# Problem details
Write down every entry below once more, exactly.

Saved data entries:
┄┄┄┄┄┄
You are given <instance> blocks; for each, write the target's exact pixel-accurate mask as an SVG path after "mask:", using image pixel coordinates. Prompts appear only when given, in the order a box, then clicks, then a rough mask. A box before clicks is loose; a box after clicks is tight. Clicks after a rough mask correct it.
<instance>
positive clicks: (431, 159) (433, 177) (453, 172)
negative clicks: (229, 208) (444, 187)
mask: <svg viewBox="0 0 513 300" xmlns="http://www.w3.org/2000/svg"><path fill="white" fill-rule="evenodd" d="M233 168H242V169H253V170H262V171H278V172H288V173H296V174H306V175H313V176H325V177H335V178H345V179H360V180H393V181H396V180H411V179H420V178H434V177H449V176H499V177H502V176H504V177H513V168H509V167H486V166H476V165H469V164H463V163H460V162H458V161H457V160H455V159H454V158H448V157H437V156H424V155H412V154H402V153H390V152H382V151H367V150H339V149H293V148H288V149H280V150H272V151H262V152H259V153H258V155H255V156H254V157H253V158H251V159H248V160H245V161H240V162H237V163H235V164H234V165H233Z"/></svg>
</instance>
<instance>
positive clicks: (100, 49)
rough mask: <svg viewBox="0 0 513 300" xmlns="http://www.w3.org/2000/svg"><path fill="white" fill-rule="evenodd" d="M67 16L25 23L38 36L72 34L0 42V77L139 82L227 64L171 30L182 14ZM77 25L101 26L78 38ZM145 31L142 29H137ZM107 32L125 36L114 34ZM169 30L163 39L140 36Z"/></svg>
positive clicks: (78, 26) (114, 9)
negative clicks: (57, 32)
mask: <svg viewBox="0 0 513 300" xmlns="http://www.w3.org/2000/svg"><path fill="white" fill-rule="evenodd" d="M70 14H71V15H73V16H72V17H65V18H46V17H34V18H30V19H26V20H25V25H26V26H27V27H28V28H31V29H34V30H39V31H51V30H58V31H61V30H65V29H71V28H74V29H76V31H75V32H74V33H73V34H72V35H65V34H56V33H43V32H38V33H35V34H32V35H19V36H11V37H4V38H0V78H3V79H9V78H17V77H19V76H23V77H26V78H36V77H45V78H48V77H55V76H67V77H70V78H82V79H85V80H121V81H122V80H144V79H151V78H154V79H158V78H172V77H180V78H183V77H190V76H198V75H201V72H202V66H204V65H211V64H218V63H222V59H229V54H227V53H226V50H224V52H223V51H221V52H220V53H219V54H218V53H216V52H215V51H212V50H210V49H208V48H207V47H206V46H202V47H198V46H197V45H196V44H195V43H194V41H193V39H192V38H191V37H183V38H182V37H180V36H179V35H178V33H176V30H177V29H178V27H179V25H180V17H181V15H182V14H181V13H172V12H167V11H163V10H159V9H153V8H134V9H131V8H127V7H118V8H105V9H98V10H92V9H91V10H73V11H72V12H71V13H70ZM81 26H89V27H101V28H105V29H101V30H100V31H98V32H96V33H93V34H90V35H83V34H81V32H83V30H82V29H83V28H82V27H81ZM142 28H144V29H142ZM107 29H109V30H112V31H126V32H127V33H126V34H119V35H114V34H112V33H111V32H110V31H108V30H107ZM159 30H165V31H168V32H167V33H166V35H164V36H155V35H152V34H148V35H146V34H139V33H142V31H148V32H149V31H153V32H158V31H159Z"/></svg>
┄┄┄┄┄┄
# Exercise result
You are given <instance> blocks; for each, write the target's exact pixel-accurate mask as an SVG path after "mask:", using image pixel coordinates. Prompts appear only when given, in the order a box, then clicks, then a rough mask. A box before clicks is loose; a box after clicks is tight. Clicks after a rough mask correct it.
<instance>
positive clicks: (431, 159) (433, 177) (453, 172)
negative clicks: (229, 208) (444, 187)
mask: <svg viewBox="0 0 513 300" xmlns="http://www.w3.org/2000/svg"><path fill="white" fill-rule="evenodd" d="M233 168H242V169H253V170H262V171H278V172H288V173H296V174H306V175H313V176H325V177H335V178H345V179H360V180H393V181H396V180H411V179H420V178H434V177H449V176H499V177H502V176H504V177H513V168H509V167H486V166H476V165H469V164H463V163H460V162H458V161H457V160H455V159H454V158H448V157H437V156H424V155H412V154H402V153H390V152H382V151H367V150H339V149H293V148H288V149H280V150H272V151H262V152H259V153H258V155H255V156H254V157H253V158H251V159H248V160H245V161H240V162H237V163H235V164H234V165H233Z"/></svg>
</instance>
<instance>
positive clicks: (100, 49)
rough mask: <svg viewBox="0 0 513 300" xmlns="http://www.w3.org/2000/svg"><path fill="white" fill-rule="evenodd" d="M67 16L25 23L38 36L72 34L0 42V77L139 82L227 64L171 30L182 14ZM77 25L101 26L78 38ZM145 31L142 29H137ZM107 32L125 36L114 34ZM169 30L163 39L140 36Z"/></svg>
positive clicks: (78, 26) (114, 9)
negative clicks: (57, 32)
mask: <svg viewBox="0 0 513 300" xmlns="http://www.w3.org/2000/svg"><path fill="white" fill-rule="evenodd" d="M70 14H71V15H73V16H72V17H65V18H46V17H34V18H30V19H26V20H25V25H26V26H27V27H28V28H31V29H34V30H39V31H51V30H58V31H61V30H65V29H71V28H74V29H76V31H75V32H74V33H73V34H72V35H65V34H56V33H43V32H38V33H35V34H32V35H19V36H11V37H4V38H0V78H3V79H9V78H17V77H19V76H23V77H26V78H36V77H45V78H48V77H55V76H67V77H70V78H82V79H85V80H121V81H122V80H144V79H151V78H154V79H158V78H172V77H180V78H183V77H190V76H198V75H201V72H202V66H204V65H211V64H218V63H222V59H229V54H227V53H226V50H224V52H223V51H221V52H220V53H219V54H218V53H216V52H215V51H212V50H210V49H208V48H207V47H206V46H202V47H198V46H197V45H196V44H195V43H194V41H193V39H192V38H191V37H183V38H182V37H180V36H179V35H178V33H176V30H177V29H178V27H179V25H180V17H181V15H182V14H181V13H172V12H167V11H163V10H159V9H153V8H134V9H131V8H127V7H118V8H105V9H98V10H92V9H91V10H73V11H72V12H71V13H70ZM81 26H89V27H101V28H105V29H101V30H100V31H98V32H96V33H93V34H90V35H83V34H81V32H83V30H82V29H83V28H82V27H81ZM142 28H144V29H142ZM107 29H109V30H112V31H126V32H127V33H126V34H119V35H114V34H112V33H111V32H110V31H108V30H107ZM159 30H165V31H168V32H167V33H166V35H164V36H155V35H152V34H148V35H146V34H139V33H142V31H148V32H149V31H153V32H158V31H159Z"/></svg>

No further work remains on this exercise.